• **Problem**: Quote the zombie race write-up word for word, from "The concept behind" up to and including "get no respect!".

• **Supplied text**:
_ _ _ _ _

That climbing a tree trick never works; zombies like their grub skewered.

The concept behind this race was dreadfully enticing. Who doesn’t dream of being chased down by reanimated corpses or salivate at the thought of some fresh meat? The setting was pretty ideal too. The Utah State Fairgrounds provided that abandoned city feel you’d expect from a ghoul-infested post-apocalyptic municipality. But, while this event had the makings of grisly greatness, its perfection was marred by two pesky problems.

Cam was undaunted by little ol' zombified me. Doh! Even as a decaying corpse I can't get no respect!

First, the run started at 3:00 in the afternoon on what turned out to be an uncharacteristically warm day for October. We were feeling every one of those nearly 80 degrees as we tromped along. Thanks to the heat my zombie makeup practically did transform me into the undead. Not only did that thick stuff block my sweat and accelerate my overheating but it also gave me the sensation that I was falling apart which, due to my disintegrating latex, I actually was. It’s a tad alarming to wipe your perspiring forehead and find blood on your fingers even if you know that blood originated from a bottle you dumped thoroughly all over your face.

Brains are good. Brains are tasty. One of these days I'll get some...maybe.

My second issue with this race was that it was a little too authentically chaotic. It involved three laps around the fairgrounds but the designated route changed on each loop and there were no directing signs, which meant that everyone was literally running around in circles with no idea where they were supposed to be going. That old trick of just following the runners in front of you was no help; it’s not like those people knew where they were headed either or were necessarily even on the same lap as you.

_ _ _ _ _

[Stored data entries]
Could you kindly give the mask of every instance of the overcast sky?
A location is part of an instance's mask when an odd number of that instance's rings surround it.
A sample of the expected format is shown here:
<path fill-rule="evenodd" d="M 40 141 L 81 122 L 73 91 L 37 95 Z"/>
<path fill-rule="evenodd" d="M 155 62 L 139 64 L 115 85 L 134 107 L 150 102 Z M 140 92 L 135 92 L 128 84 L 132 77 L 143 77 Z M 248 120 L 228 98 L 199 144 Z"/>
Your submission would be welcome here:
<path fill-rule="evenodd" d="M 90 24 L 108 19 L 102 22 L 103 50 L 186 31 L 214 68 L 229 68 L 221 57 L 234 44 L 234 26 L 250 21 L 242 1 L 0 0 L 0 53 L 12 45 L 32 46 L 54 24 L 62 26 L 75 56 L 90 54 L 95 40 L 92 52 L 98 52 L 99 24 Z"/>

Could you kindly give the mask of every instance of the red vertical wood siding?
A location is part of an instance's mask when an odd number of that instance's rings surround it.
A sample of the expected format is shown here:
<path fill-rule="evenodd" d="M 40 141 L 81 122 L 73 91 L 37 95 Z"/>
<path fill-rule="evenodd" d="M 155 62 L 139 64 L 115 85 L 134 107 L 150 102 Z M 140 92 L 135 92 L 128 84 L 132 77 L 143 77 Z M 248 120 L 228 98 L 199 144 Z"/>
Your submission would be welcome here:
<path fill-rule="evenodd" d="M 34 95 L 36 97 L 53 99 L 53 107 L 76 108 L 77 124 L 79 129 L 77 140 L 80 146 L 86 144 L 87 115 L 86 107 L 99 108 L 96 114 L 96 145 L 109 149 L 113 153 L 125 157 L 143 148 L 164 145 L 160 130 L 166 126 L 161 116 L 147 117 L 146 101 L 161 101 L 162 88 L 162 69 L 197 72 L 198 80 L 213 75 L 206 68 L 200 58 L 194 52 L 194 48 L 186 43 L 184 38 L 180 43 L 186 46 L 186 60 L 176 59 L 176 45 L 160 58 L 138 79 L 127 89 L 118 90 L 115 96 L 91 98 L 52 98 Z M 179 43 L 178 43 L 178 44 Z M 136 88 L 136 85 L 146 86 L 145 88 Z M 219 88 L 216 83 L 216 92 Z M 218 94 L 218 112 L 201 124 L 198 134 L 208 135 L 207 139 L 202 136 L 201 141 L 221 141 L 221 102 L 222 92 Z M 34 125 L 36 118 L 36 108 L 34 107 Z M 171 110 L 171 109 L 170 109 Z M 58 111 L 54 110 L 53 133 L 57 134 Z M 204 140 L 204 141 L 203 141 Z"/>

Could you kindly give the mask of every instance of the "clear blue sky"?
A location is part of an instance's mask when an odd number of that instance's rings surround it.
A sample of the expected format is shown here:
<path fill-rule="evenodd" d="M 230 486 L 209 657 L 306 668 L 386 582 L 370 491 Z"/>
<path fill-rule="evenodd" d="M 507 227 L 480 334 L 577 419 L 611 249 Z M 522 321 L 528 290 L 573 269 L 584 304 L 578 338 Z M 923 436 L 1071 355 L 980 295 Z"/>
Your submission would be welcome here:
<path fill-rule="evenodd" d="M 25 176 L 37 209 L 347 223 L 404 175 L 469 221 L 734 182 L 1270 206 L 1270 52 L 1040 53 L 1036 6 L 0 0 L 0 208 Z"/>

_ _ _ _ _

• **Finished task**:
The concept behind this race was dreadfully enticing. Who doesn’t dream of being chased down by reanimated corpses or salivate at the thought of some fresh meat? The setting was pretty ideal too. The Utah State Fairgrounds provided that abandoned city feel you’d expect from a ghoul-infested post-apocalyptic municipality. But, while this event had the makings of grisly greatness, its perfection was marred by two pesky problems.

Cam was undaunted by little ol' zombified me. Doh! Even as a decaying corpse I can't get no respect!